## Your task
In the records below, take the line containing "Target: boulder" and reproduce it and every subsequent line exactly, adding nothing.

## Information shown
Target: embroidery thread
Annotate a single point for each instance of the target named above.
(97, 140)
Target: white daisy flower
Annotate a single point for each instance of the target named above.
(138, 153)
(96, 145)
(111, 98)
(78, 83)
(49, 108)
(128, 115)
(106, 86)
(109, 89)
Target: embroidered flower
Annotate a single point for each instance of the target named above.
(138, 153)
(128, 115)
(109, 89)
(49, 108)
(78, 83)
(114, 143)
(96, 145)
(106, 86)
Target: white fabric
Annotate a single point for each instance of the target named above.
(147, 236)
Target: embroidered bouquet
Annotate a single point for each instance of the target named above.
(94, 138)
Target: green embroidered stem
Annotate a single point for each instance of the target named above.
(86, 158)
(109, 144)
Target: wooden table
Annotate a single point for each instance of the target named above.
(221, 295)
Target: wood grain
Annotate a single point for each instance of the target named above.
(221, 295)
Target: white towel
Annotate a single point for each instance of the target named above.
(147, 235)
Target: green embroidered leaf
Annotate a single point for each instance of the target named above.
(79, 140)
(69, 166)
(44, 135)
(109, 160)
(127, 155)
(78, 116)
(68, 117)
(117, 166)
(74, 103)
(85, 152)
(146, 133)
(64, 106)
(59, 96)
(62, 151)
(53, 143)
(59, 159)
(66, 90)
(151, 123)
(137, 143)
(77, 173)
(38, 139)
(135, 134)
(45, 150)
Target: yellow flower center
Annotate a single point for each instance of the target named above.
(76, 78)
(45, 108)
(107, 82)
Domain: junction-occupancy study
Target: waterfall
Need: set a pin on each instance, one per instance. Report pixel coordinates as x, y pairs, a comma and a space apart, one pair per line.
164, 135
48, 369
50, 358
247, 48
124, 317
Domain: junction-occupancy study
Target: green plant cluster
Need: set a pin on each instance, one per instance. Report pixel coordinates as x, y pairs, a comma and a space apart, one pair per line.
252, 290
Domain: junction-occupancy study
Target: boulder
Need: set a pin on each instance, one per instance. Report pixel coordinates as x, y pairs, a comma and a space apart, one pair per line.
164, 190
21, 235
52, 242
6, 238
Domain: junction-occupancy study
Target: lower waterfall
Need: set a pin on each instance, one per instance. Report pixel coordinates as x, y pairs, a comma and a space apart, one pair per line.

## Answer to this exercise
Target: boulder
Need: set a pin on each instance, one per instance. Report pixel coordinates as x, y pairs, a comma and a space apart, one pair per line.
164, 190
21, 235
52, 242
6, 238
Domain: junction-occupancy study
Target: lower waterfall
Need: set a pin on each instance, one per instance. Report pixel coordinates as x, y pairs, a comma and a space apart, one pair per line.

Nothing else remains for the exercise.